- Available data:
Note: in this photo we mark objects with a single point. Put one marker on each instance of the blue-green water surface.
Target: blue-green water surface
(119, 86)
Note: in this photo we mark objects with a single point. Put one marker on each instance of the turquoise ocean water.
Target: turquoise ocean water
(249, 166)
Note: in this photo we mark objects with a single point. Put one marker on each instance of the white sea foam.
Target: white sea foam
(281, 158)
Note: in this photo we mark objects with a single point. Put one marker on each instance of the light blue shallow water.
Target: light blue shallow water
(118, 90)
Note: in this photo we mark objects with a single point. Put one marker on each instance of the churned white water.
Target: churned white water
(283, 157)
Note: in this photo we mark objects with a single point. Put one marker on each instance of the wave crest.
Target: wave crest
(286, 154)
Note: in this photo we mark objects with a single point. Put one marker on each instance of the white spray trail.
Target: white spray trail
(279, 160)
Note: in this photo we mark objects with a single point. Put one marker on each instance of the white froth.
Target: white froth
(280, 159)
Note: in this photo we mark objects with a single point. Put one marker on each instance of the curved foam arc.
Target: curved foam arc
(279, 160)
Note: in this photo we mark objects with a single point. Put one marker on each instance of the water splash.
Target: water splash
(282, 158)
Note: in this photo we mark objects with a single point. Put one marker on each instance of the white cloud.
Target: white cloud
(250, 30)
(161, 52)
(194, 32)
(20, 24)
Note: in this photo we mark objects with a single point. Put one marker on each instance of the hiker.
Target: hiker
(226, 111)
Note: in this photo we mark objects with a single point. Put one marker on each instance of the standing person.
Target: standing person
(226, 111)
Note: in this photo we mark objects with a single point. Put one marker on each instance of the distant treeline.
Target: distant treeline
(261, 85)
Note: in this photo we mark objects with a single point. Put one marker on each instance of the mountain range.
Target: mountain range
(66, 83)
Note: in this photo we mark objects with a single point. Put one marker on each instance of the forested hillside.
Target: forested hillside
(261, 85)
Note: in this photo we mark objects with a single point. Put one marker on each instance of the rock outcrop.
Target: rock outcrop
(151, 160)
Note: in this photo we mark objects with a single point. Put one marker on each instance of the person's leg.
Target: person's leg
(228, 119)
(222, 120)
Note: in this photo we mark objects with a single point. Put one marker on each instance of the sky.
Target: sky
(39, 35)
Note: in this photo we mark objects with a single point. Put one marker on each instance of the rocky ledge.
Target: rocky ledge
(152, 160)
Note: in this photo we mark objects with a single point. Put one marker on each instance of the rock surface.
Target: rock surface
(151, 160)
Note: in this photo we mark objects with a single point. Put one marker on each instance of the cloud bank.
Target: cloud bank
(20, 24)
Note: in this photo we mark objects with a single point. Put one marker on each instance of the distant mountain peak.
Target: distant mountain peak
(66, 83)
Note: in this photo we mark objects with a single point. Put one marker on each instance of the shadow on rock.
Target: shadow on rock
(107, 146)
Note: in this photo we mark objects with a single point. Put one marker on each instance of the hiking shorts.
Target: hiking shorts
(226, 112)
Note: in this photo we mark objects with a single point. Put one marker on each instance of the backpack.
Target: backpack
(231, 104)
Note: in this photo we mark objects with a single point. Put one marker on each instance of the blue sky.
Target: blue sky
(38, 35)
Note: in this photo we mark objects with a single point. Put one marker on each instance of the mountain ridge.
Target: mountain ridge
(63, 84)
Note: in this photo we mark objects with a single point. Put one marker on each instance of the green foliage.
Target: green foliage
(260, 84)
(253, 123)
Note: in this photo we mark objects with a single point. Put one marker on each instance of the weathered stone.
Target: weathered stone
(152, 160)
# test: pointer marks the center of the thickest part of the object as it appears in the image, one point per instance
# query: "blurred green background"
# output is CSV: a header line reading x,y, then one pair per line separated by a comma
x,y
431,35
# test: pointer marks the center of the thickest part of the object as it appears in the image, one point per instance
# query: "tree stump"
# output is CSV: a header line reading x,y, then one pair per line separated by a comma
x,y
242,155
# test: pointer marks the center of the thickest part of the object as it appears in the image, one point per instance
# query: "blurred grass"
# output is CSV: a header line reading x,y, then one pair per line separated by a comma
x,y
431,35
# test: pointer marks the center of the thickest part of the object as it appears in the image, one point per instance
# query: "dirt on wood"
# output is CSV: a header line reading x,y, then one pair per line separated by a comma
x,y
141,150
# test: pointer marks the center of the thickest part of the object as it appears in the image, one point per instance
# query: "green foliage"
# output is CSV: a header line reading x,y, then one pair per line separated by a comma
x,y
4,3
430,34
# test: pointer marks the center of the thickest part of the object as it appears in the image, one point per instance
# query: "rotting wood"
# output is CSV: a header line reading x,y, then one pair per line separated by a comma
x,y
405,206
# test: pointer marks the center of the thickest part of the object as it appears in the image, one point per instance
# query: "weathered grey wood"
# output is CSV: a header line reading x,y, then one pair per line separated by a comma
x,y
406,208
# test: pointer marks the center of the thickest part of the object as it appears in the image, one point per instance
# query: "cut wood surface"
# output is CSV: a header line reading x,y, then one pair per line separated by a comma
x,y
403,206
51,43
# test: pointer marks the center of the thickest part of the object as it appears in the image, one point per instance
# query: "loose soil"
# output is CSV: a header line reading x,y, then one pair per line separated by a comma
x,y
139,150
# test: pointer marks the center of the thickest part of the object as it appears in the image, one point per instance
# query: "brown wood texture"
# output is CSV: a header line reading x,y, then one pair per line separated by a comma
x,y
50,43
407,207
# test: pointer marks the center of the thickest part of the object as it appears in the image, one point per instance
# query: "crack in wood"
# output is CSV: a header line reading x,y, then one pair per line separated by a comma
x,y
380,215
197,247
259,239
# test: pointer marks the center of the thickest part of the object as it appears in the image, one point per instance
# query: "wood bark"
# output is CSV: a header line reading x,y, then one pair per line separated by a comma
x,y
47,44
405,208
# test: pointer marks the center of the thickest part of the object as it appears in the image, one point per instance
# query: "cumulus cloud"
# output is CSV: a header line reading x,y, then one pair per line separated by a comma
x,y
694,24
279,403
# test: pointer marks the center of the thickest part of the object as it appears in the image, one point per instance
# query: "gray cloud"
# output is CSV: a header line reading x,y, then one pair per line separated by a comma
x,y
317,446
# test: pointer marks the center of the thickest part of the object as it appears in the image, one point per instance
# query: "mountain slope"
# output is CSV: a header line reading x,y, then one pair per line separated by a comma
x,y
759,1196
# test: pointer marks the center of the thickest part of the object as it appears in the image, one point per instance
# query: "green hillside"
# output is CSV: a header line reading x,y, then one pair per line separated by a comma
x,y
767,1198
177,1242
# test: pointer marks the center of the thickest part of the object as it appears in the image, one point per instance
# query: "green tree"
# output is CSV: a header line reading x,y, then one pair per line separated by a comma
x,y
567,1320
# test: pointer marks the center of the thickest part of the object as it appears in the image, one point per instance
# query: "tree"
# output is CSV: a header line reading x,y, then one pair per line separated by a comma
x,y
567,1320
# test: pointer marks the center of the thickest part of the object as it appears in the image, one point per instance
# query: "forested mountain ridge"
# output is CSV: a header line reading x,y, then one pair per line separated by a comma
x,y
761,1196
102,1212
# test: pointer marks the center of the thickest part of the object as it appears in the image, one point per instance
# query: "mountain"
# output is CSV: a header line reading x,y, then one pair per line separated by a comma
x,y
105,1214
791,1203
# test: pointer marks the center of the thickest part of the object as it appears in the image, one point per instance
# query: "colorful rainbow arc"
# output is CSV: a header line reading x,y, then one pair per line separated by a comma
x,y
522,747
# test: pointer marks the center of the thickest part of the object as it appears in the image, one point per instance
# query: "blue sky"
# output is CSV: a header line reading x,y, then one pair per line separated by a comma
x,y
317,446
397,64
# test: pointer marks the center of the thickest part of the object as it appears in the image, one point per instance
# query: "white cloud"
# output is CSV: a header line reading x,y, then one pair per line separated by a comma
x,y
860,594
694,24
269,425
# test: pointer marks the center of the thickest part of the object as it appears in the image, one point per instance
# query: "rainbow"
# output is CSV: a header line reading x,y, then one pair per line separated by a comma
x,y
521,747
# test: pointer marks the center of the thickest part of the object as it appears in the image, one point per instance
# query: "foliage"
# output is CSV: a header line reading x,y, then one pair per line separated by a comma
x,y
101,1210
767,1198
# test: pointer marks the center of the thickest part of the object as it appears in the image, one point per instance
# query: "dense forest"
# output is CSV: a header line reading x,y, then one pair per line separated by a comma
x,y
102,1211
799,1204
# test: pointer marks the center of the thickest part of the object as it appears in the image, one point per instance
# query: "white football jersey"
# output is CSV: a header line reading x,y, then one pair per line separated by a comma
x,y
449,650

- Do this:
Show each line from the entries above that contains the string "range". Case counts.

- Finished answer:
Note: in this photo we mark objects with a single point. Put one marker on each instance of the mountain range.
Target: mountain range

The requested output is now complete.